Supplied data:
______
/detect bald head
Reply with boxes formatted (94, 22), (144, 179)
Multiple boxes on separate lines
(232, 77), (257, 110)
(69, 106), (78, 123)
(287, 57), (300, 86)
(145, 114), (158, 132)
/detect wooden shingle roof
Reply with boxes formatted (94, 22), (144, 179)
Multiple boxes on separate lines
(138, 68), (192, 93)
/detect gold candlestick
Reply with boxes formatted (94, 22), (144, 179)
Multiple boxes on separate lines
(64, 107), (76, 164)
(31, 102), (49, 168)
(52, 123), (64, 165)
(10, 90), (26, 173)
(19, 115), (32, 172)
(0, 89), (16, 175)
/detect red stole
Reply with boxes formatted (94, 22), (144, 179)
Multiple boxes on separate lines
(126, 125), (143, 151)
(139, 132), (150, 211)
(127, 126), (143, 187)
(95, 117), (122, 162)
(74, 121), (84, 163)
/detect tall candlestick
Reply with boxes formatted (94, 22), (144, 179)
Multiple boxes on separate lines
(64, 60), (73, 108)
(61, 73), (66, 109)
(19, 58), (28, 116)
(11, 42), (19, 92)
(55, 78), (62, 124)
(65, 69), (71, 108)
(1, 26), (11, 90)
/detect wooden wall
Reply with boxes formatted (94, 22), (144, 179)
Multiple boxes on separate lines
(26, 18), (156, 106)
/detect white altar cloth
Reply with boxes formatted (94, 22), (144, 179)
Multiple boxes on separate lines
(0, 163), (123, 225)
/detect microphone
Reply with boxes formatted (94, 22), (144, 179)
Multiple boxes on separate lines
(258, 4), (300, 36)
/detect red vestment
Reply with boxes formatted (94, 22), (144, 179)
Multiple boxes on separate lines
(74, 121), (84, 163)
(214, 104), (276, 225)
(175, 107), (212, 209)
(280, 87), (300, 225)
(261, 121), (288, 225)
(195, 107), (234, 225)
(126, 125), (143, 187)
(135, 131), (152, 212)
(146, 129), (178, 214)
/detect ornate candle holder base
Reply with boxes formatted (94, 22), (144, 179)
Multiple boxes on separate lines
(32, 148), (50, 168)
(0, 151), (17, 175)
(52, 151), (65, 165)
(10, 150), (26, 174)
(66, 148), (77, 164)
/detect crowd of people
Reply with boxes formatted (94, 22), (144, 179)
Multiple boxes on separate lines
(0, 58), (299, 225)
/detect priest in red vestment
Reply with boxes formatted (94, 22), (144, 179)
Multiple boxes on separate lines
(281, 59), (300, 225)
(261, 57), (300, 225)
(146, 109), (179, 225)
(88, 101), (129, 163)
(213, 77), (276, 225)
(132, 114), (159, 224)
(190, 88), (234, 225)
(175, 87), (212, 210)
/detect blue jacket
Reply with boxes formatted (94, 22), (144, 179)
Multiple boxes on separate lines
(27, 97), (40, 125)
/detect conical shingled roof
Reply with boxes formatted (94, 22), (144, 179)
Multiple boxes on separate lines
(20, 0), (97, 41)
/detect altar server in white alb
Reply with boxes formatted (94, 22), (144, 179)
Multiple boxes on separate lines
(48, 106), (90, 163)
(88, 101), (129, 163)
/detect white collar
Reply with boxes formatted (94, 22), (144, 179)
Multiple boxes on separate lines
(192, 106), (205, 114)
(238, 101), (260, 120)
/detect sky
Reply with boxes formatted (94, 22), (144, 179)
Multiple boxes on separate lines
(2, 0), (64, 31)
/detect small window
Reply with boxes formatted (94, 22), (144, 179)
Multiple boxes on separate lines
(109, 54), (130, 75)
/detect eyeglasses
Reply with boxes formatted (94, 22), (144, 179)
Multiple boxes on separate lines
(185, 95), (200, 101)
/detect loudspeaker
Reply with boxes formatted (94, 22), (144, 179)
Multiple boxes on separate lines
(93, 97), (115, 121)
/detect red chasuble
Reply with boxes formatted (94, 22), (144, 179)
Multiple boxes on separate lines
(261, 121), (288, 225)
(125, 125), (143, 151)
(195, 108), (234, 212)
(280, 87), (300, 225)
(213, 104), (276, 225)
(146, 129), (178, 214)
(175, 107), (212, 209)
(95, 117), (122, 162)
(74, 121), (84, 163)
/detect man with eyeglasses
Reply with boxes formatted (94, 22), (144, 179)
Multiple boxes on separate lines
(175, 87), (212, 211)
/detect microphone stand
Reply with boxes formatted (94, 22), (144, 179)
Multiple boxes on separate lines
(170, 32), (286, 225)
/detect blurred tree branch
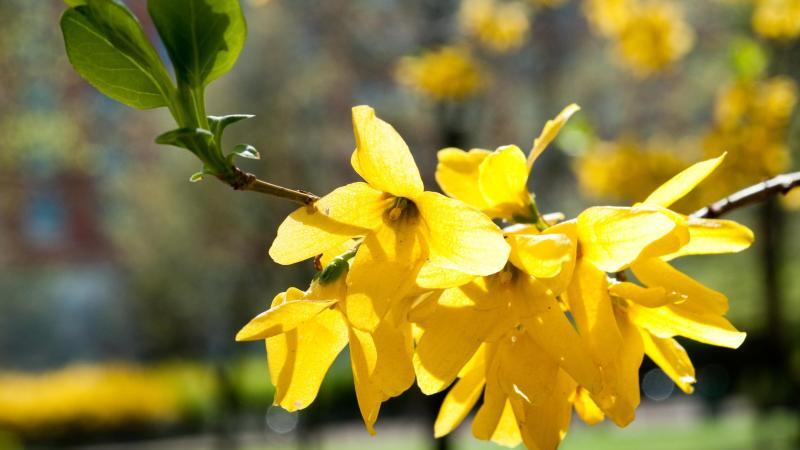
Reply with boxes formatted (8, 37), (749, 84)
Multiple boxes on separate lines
(691, 172), (800, 219)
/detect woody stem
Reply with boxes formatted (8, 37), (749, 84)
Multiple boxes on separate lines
(690, 172), (800, 219)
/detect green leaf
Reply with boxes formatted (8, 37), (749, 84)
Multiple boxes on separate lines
(60, 0), (174, 109)
(156, 127), (214, 153)
(148, 0), (247, 87)
(230, 144), (260, 160)
(208, 114), (254, 138)
(64, 0), (87, 6)
(189, 172), (205, 182)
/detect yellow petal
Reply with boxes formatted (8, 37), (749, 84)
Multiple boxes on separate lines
(435, 147), (492, 210)
(490, 400), (523, 448)
(631, 257), (728, 315)
(413, 284), (507, 394)
(604, 308), (643, 427)
(573, 387), (604, 425)
(496, 332), (558, 407)
(627, 302), (746, 349)
(266, 308), (348, 412)
(415, 262), (476, 290)
(417, 191), (510, 277)
(641, 331), (696, 394)
(564, 259), (623, 366)
(643, 154), (725, 208)
(663, 218), (754, 260)
(514, 369), (577, 450)
(351, 105), (424, 199)
(564, 259), (633, 423)
(434, 347), (488, 438)
(577, 206), (683, 272)
(478, 145), (530, 219)
(473, 360), (522, 449)
(314, 182), (393, 229)
(269, 204), (365, 265)
(508, 232), (574, 279)
(528, 104), (580, 170)
(349, 320), (415, 434)
(609, 282), (672, 308)
(538, 221), (579, 295)
(345, 219), (425, 331)
(516, 277), (602, 395)
(237, 299), (337, 341)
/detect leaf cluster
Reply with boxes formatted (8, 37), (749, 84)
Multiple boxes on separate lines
(60, 0), (257, 182)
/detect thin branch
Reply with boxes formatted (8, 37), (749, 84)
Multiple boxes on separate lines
(691, 172), (800, 219)
(225, 167), (319, 205)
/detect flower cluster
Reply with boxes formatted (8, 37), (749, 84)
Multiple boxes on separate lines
(700, 76), (798, 205)
(237, 105), (753, 449)
(459, 0), (531, 53)
(752, 0), (800, 40)
(583, 0), (694, 78)
(395, 46), (488, 101)
(575, 137), (691, 204)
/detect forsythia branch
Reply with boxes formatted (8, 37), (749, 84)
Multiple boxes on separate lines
(691, 171), (800, 219)
(227, 167), (319, 205)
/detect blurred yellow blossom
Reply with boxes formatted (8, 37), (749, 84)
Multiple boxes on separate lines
(0, 364), (184, 435)
(575, 137), (690, 204)
(396, 46), (488, 101)
(613, 1), (695, 77)
(583, 0), (636, 36)
(752, 0), (800, 40)
(700, 76), (798, 204)
(459, 0), (531, 53)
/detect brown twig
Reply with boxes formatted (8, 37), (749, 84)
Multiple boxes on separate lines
(225, 167), (319, 205)
(691, 172), (800, 219)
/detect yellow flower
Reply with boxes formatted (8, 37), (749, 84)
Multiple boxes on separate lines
(395, 46), (488, 101)
(568, 154), (752, 425)
(413, 222), (604, 450)
(237, 275), (414, 434)
(460, 0), (531, 53)
(269, 105), (508, 331)
(436, 104), (580, 221)
(612, 1), (694, 78)
(753, 0), (800, 40)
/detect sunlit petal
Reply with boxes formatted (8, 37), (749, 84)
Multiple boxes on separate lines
(631, 258), (728, 315)
(573, 387), (604, 425)
(434, 346), (488, 438)
(508, 232), (574, 279)
(628, 302), (746, 349)
(266, 309), (348, 412)
(641, 331), (696, 394)
(417, 191), (509, 277)
(609, 282), (672, 308)
(435, 147), (492, 210)
(529, 104), (581, 171)
(478, 145), (530, 218)
(577, 206), (683, 272)
(643, 153), (726, 208)
(663, 217), (754, 260)
(351, 105), (424, 199)
(269, 204), (365, 265)
(345, 219), (425, 331)
(314, 182), (393, 229)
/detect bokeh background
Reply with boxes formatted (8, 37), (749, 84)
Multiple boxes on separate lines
(1, 0), (800, 449)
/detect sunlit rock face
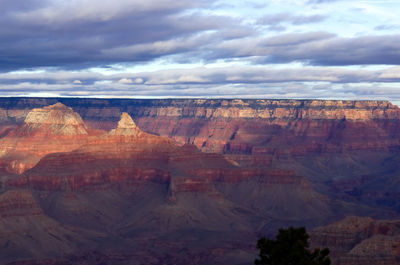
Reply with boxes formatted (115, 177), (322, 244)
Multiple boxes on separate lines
(0, 103), (90, 174)
(23, 102), (88, 135)
(108, 112), (141, 136)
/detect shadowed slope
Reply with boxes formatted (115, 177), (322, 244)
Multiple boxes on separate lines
(0, 189), (108, 264)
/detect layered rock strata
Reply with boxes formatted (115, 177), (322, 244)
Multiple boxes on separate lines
(0, 103), (90, 174)
(311, 216), (400, 265)
(0, 100), (399, 265)
(1, 98), (399, 155)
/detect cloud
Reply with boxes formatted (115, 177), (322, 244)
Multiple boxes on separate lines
(0, 0), (48, 12)
(258, 13), (326, 26)
(1, 65), (400, 101)
(208, 32), (400, 66)
(118, 78), (133, 84)
(0, 0), (398, 72)
(0, 65), (398, 87)
(0, 0), (235, 71)
(375, 25), (400, 31)
(118, 77), (145, 84)
(3, 81), (400, 102)
(307, 0), (340, 4)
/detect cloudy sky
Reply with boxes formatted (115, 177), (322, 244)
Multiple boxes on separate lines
(1, 0), (400, 102)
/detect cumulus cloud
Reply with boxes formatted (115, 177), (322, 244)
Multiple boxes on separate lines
(118, 78), (133, 84)
(118, 78), (144, 84)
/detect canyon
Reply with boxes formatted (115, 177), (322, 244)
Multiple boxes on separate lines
(0, 98), (399, 265)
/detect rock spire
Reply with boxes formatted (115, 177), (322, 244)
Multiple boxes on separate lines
(109, 112), (142, 136)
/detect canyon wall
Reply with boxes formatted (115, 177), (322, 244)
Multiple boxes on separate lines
(2, 98), (400, 207)
(0, 98), (400, 265)
(1, 98), (400, 154)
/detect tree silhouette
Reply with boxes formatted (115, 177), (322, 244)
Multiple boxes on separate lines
(255, 227), (331, 265)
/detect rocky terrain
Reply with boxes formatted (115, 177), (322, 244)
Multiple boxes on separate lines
(311, 216), (400, 265)
(0, 98), (399, 264)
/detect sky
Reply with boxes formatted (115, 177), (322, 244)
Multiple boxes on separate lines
(1, 0), (400, 102)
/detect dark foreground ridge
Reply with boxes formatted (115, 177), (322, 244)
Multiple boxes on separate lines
(0, 98), (399, 265)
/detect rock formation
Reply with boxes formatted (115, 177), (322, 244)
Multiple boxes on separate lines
(22, 102), (88, 136)
(0, 99), (399, 264)
(311, 216), (400, 265)
(108, 112), (141, 137)
(0, 103), (90, 174)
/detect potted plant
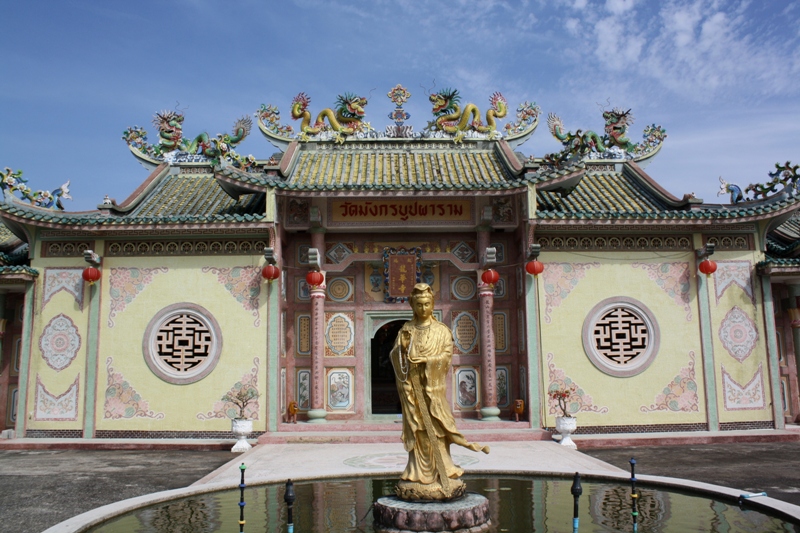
______
Aim of the exercise: The answer must be every line of the data that holds the word "yellow".

Result of this exercise:
/detect yellow petal
/detect blurred yellow blossom
/detect yellow flower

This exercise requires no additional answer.